* WHAT YOU HAVE TO DO: Repeat the listing that follows exactly, please.

* STORED DATA:
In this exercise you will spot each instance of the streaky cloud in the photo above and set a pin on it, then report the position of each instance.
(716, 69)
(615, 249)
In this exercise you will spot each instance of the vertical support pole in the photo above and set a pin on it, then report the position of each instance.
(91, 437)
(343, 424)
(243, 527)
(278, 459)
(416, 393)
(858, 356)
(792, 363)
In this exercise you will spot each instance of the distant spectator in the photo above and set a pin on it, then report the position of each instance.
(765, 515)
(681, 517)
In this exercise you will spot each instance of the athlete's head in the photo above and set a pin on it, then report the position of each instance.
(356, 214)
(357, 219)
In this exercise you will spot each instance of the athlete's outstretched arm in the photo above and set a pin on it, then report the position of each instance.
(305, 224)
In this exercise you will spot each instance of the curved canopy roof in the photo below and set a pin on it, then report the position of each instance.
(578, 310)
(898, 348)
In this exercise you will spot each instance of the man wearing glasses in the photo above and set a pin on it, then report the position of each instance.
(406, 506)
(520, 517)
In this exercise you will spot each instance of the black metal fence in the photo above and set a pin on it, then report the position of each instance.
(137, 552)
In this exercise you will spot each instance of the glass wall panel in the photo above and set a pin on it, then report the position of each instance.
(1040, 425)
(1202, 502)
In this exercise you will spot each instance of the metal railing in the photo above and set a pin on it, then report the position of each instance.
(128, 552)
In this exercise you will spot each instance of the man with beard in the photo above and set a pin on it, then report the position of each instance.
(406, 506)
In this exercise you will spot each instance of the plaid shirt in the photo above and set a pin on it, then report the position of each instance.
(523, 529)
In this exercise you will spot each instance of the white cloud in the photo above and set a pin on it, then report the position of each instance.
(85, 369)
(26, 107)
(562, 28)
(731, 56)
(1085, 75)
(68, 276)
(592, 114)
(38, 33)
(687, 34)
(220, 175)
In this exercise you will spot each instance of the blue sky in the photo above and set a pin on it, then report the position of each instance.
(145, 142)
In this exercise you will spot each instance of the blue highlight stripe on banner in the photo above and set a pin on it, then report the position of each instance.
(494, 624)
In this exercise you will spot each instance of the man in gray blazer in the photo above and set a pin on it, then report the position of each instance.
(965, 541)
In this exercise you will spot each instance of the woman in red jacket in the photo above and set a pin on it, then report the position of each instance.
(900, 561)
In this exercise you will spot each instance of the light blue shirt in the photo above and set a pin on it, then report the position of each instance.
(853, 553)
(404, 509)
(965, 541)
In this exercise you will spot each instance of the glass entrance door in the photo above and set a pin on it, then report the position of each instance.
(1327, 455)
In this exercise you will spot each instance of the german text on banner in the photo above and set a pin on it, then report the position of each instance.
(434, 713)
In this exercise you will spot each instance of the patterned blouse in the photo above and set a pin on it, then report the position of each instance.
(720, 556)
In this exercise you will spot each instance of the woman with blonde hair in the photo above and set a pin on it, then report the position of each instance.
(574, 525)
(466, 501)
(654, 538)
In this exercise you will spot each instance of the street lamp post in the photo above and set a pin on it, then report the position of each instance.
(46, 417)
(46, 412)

* ANSWER SPACE:
In this exercise you will spot each instance of the streaky cloud in the photo above and set a pin on it, then report the position of each instance.
(716, 69)
(615, 249)
In this exercise you will spot each instance of the vertical support pole in the photo above and set a pin on it, then report the position of each instance.
(91, 437)
(343, 424)
(243, 527)
(278, 459)
(416, 393)
(858, 356)
(792, 363)
In this exercise you will spot each instance of the distant spectator in the photo above and set a pin on it, then report the position of each instance.
(765, 515)
(681, 517)
In this exercise you will spot each instance of the athlete's head in the photo above and set a pin on it, then report the position of each instance.
(356, 214)
(357, 219)
In this exercise you will spot each instance of the athlete's outstretched arm in the photo above and set a pin on it, then report the position of each instance.
(305, 224)
In this exercise you will spot each instance of the curved canopy roof in the photo below and set a pin on it, then report the position of each instance.
(578, 310)
(898, 348)
In this exercise you will spot each instance of the man wearing glasses in the photo above and set a pin on it, then report the position of each instance.
(406, 506)
(520, 517)
In this exercise you will spot each instance of the black metal fence in the photo above and set a pin on it, then report the position of each instance.
(137, 552)
In this exercise you will spot each instance of the glass wall panel in the photo above and set a pin on it, then report the position of each instance.
(1040, 425)
(1202, 502)
In this exercise you will spot each instance of the metal railing in the photo above and set a pin on it, then report the position of each instance.
(128, 552)
In this exercise you will spot each instance of the man with beard in the photo above and set a pin on it, then report the position of each instance.
(406, 506)
In this exercise you will spot each instance of the plaid shirt in the photo above and set a pin on it, then report the position of each instance.
(523, 529)
In this exercise you will spot each instance of the white cloud in the photo above and set a pin on it, then report the position of each instance.
(85, 369)
(26, 107)
(562, 28)
(731, 56)
(1085, 75)
(68, 276)
(592, 114)
(38, 33)
(687, 34)
(220, 175)
In this exercise you will spot each instance of the blue sky in the photo above and set a pin on it, then report the position of each instance.
(145, 142)
In this exercise you will spot each instance of the blue highlight stripe on banner in the photo above and set a pin on it, then report the position of each instance.
(494, 624)
In this exercise you will spot each instance of the man in gray blazer in the photo above and set a pin on it, then report the position of each instance.
(965, 541)
In this exercise you will spot each instance of the woman in red jacket in the photo above and set a pin on it, then report the position of each instance.
(900, 561)
In this exercise you will spot each instance of the light blue shirt in the photo above and set a pin on it, then report the position of each instance.
(853, 553)
(404, 509)
(965, 541)
In this exercise you will spot each instance of the glass entrance door in the photo above and set a pin on it, then report the position of each instance.
(1327, 455)
In this exercise you will spot each instance of the german text on banner in the photo above and set a pin on it, then report the position of each instance.
(434, 713)
In this exercise you will spot each instance of the patterned blouse in the photo above and set a pin on it, then report the position of each instance.
(720, 556)
In this exercise you will spot each instance of the woman with blonde hair in the photo above and set a pin on it, then report the position of each instance.
(574, 525)
(466, 501)
(654, 538)
In this exercise you will spot each instance of the street lamp post in the photo above and set a pin on it, then report the position of each instance.
(46, 417)
(46, 412)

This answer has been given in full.